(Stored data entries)
━━━━━━━━

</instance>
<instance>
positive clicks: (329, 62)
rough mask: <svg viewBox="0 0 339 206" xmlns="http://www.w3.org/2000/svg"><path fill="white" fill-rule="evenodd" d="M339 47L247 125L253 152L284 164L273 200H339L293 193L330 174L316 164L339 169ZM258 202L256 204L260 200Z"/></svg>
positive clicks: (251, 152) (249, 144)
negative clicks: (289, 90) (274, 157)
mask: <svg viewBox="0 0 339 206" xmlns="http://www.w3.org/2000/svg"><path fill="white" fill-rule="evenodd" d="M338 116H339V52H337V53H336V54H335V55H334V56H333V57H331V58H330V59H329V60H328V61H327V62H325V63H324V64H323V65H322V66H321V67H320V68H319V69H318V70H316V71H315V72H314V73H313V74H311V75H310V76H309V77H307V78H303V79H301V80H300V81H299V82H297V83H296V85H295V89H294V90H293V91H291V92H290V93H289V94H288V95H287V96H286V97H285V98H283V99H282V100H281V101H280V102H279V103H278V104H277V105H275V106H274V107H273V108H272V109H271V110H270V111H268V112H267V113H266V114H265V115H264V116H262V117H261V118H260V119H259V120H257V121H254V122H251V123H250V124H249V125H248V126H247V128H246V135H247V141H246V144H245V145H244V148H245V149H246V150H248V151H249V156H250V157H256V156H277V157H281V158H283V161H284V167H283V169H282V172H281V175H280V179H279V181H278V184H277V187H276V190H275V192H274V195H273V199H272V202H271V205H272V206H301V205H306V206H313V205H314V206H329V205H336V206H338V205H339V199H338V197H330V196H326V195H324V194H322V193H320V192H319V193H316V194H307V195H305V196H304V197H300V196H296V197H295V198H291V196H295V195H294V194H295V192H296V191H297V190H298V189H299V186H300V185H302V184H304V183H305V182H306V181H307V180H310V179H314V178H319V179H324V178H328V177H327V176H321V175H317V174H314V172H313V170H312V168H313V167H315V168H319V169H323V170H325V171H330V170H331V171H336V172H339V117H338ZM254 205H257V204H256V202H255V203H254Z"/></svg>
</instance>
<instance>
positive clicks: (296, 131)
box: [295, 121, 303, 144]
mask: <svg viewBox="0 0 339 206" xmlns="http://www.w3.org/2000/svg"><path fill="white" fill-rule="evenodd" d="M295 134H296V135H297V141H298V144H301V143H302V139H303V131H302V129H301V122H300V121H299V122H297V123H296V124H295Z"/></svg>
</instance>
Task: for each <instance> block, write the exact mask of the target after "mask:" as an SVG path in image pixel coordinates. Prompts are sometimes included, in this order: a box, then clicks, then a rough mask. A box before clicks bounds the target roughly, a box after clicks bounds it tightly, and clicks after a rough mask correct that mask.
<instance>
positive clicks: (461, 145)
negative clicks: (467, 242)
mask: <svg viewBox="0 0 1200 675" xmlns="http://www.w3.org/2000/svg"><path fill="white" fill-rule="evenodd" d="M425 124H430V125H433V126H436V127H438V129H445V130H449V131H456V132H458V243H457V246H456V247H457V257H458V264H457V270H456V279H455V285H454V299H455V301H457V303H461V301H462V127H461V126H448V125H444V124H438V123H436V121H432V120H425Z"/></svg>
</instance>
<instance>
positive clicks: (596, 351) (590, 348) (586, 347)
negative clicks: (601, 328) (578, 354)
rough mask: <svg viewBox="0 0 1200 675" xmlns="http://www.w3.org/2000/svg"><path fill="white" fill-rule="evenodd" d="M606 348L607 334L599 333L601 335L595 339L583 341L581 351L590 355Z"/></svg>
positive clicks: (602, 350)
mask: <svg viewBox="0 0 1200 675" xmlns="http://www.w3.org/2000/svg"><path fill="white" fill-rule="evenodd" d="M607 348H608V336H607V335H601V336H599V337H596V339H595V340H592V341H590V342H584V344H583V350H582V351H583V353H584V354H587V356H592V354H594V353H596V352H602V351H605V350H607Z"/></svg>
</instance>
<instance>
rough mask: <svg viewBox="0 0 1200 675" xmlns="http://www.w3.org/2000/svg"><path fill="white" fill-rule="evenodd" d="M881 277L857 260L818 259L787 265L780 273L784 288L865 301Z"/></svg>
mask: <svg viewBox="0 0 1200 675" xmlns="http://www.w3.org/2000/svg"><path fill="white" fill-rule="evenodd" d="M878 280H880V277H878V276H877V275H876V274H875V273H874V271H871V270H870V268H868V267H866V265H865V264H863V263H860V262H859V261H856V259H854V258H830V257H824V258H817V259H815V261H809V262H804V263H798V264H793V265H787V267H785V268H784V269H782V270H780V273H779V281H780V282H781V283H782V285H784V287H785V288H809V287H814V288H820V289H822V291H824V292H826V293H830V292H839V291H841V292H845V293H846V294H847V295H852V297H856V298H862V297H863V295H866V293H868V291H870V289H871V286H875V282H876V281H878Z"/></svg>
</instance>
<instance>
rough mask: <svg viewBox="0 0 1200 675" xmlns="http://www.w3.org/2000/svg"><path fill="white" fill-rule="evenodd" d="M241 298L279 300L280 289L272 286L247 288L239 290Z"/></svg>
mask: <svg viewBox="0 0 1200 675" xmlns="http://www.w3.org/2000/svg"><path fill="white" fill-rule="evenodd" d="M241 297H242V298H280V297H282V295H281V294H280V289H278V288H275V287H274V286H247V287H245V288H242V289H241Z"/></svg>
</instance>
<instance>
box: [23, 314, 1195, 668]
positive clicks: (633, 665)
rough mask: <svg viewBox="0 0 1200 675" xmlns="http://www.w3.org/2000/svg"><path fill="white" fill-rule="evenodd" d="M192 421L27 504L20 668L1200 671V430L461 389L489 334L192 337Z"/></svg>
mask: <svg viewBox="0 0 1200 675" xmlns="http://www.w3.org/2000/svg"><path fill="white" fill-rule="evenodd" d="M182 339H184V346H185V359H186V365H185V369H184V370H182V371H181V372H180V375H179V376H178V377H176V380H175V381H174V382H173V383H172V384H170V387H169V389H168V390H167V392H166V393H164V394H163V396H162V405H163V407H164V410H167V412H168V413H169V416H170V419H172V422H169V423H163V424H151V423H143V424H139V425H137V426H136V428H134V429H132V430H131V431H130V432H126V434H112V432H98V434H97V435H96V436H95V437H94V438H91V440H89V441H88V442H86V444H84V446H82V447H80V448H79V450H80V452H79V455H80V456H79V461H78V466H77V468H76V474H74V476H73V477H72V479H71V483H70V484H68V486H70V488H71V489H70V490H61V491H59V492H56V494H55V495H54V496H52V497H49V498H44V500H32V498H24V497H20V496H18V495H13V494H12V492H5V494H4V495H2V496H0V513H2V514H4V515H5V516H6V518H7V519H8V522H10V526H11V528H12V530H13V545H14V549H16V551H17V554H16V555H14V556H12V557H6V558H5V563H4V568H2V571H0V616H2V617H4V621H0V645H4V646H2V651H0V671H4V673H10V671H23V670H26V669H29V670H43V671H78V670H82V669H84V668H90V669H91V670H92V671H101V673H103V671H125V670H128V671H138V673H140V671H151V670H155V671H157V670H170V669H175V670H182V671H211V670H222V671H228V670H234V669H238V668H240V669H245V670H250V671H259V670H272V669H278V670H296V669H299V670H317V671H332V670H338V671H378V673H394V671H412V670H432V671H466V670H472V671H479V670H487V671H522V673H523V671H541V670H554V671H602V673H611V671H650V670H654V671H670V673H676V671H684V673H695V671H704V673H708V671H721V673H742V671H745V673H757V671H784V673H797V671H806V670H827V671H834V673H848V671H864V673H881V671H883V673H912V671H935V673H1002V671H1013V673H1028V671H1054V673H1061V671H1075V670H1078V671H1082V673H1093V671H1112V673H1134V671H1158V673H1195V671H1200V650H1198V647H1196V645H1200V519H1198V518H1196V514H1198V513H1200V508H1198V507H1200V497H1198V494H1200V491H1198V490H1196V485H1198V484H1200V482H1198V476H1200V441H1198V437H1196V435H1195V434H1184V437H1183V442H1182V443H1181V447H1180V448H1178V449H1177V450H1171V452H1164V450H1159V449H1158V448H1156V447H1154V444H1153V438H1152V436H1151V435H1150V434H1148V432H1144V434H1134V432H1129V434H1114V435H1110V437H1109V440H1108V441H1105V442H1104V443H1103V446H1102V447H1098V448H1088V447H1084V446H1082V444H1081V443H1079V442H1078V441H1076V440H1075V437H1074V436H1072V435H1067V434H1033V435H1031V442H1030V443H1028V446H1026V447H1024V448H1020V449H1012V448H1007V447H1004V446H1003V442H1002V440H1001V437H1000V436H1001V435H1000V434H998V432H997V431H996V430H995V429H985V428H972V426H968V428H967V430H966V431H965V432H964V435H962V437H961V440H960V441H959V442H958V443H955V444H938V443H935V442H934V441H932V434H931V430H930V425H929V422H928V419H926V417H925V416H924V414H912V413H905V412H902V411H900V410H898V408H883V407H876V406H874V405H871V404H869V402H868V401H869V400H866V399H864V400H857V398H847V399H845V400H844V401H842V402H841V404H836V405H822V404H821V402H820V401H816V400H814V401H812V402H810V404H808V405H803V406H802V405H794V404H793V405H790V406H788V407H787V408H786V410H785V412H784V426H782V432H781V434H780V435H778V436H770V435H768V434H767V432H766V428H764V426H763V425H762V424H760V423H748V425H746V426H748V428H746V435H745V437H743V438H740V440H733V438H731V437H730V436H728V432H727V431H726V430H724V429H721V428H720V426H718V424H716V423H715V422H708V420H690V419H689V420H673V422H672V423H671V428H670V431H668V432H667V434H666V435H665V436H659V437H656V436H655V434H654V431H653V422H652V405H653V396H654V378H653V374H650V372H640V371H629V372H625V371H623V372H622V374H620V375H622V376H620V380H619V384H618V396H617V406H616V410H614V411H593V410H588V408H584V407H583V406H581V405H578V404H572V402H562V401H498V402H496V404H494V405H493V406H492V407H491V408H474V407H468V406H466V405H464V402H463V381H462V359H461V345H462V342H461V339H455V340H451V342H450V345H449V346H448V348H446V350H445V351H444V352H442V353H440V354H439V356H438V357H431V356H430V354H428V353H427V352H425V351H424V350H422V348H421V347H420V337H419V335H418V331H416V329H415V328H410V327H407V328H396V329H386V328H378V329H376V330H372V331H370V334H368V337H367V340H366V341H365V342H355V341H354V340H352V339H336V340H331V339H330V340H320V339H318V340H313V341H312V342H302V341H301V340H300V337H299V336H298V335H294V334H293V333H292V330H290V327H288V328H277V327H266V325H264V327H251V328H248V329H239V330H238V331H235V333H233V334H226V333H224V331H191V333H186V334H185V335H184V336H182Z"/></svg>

━━━━━━━━

TASK DESCRIPTION ▸ Produce only the lines from the line containing "47L247 125L253 152L284" through the line containing "positive clicks: (251, 152) (249, 144)", inclusive of both, exactly as they stand in the entries above.

ANSWER AREA ▸
rough mask: <svg viewBox="0 0 339 206" xmlns="http://www.w3.org/2000/svg"><path fill="white" fill-rule="evenodd" d="M339 47L247 125L253 152L284 164L273 200H339L293 193L330 174L316 164L339 169ZM258 202L256 204L260 200Z"/></svg>
positive clicks: (251, 152) (249, 144)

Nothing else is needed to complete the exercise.